*** Selected excerpt ***

Hacker News new | ask | show | jobs
by theshrike79 648 days ago
> Continue pretrained on 2.4 Trillion high-quality tokens over 52 major programming languages.

I'm still waiting for a model that's highly specialised for a single language only - and either a lot smaller than these jack of all trades ones or VERY good at that specific language's nuances + libraries.

9 comments

An unfortunate fact is, similar to human with infinite time, LLMs usually have better performance on your specific langauge when they are not limited to learn or over-sample one single language. Not unlike the common saying "learning to code in Haskell makes you a better C++ programmer".

Of course, this is far from trivial, you don't just add more data and expect it to automatically be better for everything. So is time management for us mere mortals.

> usually have better performance on your specific langauge when they are not limited to learn or over-sample one single language.

Source? Im very curious how learning one language helps model to generate code in language with different paradigms. Java, Markdown, JSON, HTML, Fortran?

*** End of Selected excerpt ***

▶ Tasks to carry out
• A. According to the quoted line in the Hacker News thread, on how many high-quality tokens was the model continue-pretrained?
• B. Translate this sentence from the Hacker News thread into Spanish: "So is time management for us mere mortals."

*** Dataset entries ***

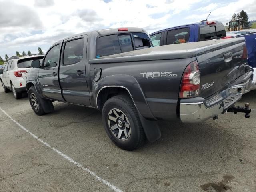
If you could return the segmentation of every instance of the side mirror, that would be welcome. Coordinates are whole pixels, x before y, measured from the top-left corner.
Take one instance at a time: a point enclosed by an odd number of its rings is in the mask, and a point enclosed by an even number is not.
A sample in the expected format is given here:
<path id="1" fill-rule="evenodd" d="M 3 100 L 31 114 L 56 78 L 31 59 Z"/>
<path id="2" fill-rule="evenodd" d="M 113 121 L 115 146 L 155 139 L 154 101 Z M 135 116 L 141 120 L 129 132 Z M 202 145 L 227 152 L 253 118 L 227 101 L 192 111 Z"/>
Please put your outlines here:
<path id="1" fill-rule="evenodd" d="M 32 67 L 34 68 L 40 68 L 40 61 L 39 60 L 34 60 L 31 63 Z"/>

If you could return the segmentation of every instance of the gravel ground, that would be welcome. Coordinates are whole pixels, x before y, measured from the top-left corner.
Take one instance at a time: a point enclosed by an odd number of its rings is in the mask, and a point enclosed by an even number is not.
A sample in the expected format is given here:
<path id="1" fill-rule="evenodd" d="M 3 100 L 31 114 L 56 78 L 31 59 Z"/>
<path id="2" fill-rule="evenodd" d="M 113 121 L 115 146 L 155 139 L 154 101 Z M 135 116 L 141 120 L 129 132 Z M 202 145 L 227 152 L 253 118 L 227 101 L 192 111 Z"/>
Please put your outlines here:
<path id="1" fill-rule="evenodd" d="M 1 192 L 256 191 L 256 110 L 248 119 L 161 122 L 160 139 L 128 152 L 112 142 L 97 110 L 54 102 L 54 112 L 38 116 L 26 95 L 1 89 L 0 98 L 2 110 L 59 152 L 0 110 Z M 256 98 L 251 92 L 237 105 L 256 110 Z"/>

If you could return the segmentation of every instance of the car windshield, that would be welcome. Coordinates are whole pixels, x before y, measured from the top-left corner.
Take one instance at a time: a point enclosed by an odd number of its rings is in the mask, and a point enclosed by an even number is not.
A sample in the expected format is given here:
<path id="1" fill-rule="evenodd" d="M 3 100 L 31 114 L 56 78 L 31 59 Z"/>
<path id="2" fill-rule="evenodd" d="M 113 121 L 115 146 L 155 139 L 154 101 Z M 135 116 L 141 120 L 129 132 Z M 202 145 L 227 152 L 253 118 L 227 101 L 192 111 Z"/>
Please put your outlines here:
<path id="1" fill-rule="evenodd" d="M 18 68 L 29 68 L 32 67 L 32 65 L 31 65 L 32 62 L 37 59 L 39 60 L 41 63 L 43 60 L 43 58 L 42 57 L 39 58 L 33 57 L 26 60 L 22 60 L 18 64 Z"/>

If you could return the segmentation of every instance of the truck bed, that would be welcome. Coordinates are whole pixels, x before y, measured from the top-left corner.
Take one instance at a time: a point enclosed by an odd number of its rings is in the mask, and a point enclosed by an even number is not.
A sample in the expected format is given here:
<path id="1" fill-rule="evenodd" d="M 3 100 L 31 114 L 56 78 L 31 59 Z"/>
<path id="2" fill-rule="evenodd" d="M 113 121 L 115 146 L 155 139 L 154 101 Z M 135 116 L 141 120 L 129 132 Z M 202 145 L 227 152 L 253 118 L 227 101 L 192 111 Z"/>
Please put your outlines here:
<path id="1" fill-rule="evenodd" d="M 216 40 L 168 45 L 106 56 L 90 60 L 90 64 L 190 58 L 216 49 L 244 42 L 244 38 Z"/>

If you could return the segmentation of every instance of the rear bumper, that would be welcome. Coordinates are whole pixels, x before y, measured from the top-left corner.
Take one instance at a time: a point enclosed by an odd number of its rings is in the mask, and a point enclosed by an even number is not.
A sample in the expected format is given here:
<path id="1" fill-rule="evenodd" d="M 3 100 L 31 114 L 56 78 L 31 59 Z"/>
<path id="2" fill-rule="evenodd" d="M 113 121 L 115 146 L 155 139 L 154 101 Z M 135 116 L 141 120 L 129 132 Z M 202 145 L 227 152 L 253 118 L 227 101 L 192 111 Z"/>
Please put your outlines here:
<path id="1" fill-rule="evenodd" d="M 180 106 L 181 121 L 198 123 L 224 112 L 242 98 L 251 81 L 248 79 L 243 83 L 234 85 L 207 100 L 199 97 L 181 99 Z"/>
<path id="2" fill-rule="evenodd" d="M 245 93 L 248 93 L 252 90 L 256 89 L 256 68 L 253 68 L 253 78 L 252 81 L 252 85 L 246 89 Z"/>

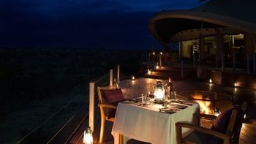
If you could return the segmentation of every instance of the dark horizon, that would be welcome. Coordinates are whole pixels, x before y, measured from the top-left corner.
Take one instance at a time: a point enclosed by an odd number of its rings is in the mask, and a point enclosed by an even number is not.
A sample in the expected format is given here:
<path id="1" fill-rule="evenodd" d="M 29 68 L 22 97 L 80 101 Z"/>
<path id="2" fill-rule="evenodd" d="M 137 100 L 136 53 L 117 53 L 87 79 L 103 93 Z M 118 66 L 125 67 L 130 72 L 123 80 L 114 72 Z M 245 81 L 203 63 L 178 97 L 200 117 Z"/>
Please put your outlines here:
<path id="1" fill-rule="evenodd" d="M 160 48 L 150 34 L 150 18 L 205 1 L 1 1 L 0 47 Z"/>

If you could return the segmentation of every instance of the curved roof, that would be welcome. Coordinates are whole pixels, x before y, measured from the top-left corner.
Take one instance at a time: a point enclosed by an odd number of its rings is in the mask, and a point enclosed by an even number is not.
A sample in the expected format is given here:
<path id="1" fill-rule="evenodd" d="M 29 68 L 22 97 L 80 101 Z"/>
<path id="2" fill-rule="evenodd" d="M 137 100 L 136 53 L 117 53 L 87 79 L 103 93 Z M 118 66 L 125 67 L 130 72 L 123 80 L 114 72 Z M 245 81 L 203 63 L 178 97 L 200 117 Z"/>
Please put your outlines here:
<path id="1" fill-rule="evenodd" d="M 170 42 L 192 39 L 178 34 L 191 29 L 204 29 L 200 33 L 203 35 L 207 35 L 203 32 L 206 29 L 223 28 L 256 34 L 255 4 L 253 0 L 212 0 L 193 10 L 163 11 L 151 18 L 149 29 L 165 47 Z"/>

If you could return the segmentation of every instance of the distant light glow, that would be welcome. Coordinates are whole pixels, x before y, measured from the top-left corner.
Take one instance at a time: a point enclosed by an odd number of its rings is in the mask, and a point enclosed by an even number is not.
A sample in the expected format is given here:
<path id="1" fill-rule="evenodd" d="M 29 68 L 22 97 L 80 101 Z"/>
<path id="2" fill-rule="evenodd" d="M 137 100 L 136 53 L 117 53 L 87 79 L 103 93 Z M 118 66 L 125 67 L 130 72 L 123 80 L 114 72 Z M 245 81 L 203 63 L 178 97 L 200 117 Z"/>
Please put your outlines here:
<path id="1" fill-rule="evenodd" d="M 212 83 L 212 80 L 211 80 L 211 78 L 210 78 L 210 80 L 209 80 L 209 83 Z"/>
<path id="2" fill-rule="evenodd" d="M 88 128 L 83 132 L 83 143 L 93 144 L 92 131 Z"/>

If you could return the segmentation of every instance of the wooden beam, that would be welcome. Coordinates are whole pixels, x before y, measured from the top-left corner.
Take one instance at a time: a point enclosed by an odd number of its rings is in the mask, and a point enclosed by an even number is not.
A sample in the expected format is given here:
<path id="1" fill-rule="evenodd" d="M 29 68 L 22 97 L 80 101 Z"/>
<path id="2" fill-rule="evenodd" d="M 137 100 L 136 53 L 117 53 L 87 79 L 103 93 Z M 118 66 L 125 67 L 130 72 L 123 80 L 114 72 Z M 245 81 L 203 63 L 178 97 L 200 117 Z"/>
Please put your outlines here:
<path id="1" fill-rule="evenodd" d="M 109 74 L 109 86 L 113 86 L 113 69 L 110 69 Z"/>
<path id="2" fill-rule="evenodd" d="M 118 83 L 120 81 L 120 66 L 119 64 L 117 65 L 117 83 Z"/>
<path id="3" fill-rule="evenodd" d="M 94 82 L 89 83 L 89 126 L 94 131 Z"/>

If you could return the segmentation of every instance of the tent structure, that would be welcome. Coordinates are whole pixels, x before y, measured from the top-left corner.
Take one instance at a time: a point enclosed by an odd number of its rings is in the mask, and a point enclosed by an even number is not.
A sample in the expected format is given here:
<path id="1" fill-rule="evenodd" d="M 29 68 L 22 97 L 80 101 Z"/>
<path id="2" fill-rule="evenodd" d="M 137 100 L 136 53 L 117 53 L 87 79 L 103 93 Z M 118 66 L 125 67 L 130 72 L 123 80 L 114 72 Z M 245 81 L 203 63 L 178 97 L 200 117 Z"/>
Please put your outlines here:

*** End of Dataset entries ***

▶ Answers per task
• A. 2.4 trillion tokens

• B. Lo mismo ocurre con la gestión del tiempo para nosotros, simples mortales.